> **EXCERPT TO READ**:
--*--

I guess that could be a positive or a negative but I suppose when I fantasize about a threesome, I must admit I am thinking of just having all those nice female body parts stimulating me or me stimulating them.

That being said, I wouldn't turn it down for sure.


----------



## airplane (Mar 15, 2011)

Threesomes can be fun, but only if both spouses agree on what will happen; you also need to have a safe word in case it goes south for either of you.

I've been the M in a MFM, her husband liked to watch while myself and his wife had sex; oral, intercourse and anal. He also enjoy going down on his wife after I had been there. 

After the 3rd time with them, I felt used, kinda make me feel like it most of felt for a one night stand and the guy never calls you back.

I've also done a FFM, this was quite fun, watching and having 2 woman both pleasing me. If I had a choice, I would pick both, they have their merits.


----------



## Mom6547 (Jul 13, 2010)

Hurtssomuch said:


> Has anyone ever tried a threesome. Husband/Wife/other woman.


My husband and I are separated at the moment. We have discussed about having a threesome, I am open to the idea but a little reluctant as we are separated. 
[/quote]
You are discussing bringing someone into an already at risk marriage? This is a very poor idea to say the least.



> I have a few issues with it. He is the one that left me. I am wondering if he is just using me.


Bingo, must be the front row.



> I am worried that we will have this threesome and may continue or not but if he doesn't want to get back together then he is just using me or sex.
> 
> If you have been separated from your spouse did you continue to have sex with them and how did this work out for you?
> 
> Thank you


I have seen people try to add others to "save" a marriage. Holy broken hearts, batman. And be aware that a threesome is the most risky of the swinging style. I think you would be making a HUGE mistake.


----------



## Flo1967 (Feb 9, 2011)

I would like to try MFM and FMF all with my wife being the number Female. Nothing better than seeing her so happy and satisfied.
_Posted via Mobile Device_


----------



## airplane (Mar 15, 2011)

Flo1967

Have you asked her or talked about it with her?


----------



## marcopoly69 (Sep 7, 2010)

--*--

> **DATA RECORDS**:
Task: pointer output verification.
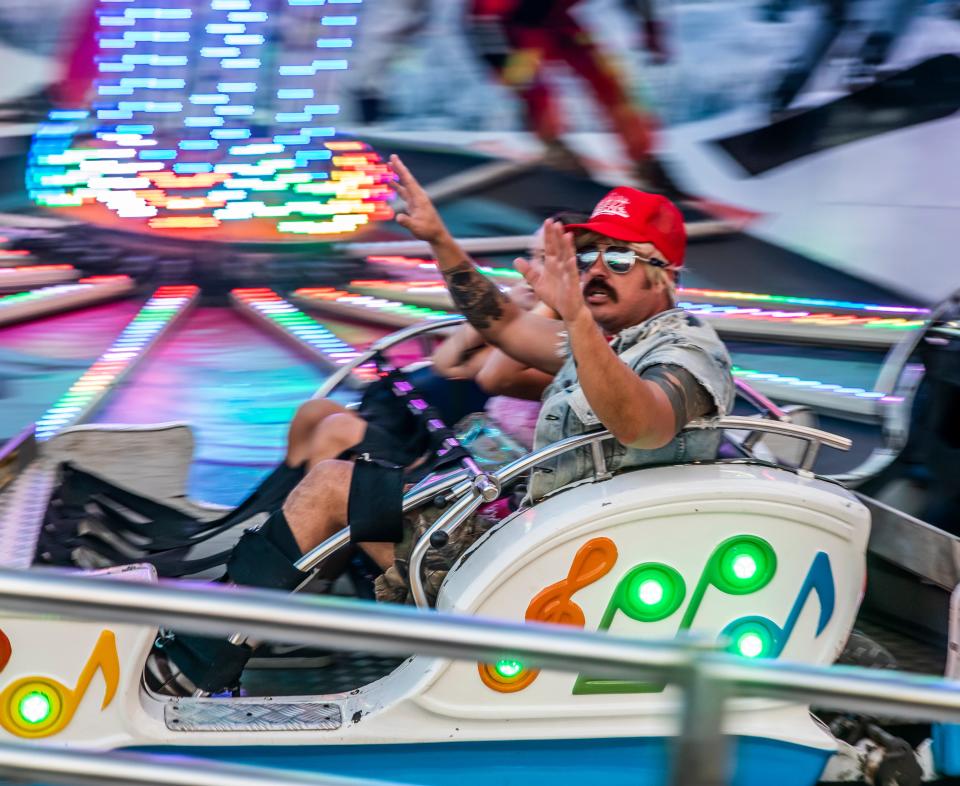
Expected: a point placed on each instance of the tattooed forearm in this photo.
(475, 295)
(688, 398)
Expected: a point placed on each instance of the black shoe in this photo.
(163, 677)
(290, 656)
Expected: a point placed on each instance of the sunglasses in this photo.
(618, 259)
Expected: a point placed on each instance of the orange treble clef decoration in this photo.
(593, 560)
(41, 706)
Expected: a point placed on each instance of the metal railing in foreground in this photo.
(706, 677)
(73, 768)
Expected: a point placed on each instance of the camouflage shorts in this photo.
(394, 585)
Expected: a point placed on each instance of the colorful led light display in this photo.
(368, 306)
(207, 115)
(43, 301)
(28, 275)
(725, 312)
(786, 383)
(696, 294)
(282, 314)
(138, 336)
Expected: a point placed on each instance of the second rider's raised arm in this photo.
(527, 337)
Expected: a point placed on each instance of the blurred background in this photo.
(234, 150)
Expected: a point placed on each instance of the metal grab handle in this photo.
(449, 521)
(466, 505)
(337, 378)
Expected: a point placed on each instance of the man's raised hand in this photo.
(555, 280)
(420, 218)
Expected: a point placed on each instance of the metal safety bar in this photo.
(332, 382)
(705, 677)
(72, 768)
(439, 532)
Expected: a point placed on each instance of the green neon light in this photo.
(35, 708)
(508, 669)
(753, 637)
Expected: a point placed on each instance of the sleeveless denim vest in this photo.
(671, 337)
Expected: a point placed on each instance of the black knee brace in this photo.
(375, 505)
(264, 557)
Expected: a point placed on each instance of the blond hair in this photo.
(656, 276)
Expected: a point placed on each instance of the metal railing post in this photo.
(701, 750)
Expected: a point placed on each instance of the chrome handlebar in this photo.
(343, 373)
(438, 534)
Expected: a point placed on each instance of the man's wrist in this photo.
(444, 242)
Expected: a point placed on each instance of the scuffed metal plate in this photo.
(251, 715)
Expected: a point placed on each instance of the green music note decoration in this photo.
(649, 592)
(740, 565)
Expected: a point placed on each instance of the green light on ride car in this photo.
(650, 592)
(744, 566)
(508, 669)
(750, 645)
(35, 707)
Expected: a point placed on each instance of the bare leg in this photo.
(317, 507)
(334, 434)
(303, 425)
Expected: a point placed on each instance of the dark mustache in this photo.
(599, 285)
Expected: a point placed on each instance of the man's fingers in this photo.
(407, 180)
(528, 269)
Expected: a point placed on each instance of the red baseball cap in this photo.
(638, 217)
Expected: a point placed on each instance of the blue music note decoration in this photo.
(758, 637)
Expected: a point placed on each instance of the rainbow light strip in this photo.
(712, 311)
(801, 325)
(687, 292)
(30, 275)
(212, 112)
(157, 315)
(304, 329)
(776, 385)
(390, 312)
(805, 302)
(43, 301)
(753, 376)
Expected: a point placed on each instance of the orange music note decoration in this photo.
(593, 560)
(41, 706)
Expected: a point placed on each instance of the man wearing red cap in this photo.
(625, 358)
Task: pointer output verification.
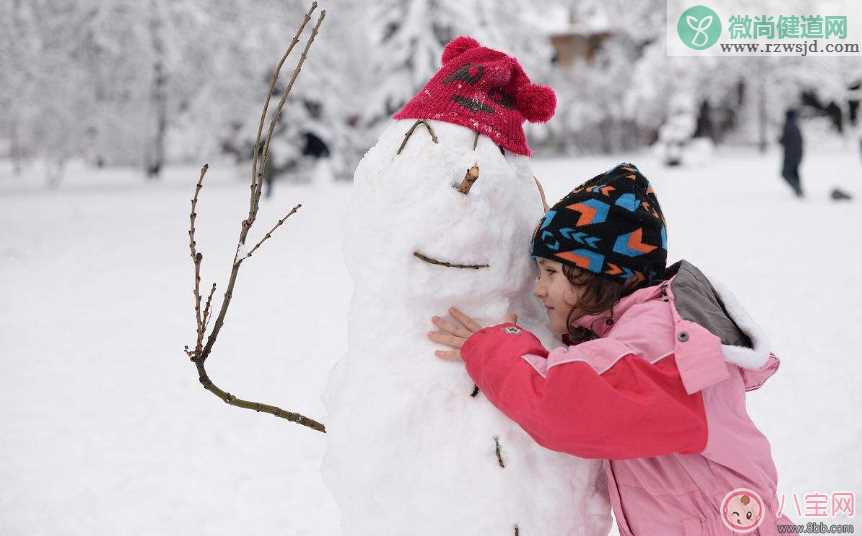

--*--

> **SET TASK**: In the forum thread, what does airplane say a couple should have in case a threesome goes south? The entries have no connection to the forum thread.

> **ANSWER TO THIS PROBLEM**: A safe word.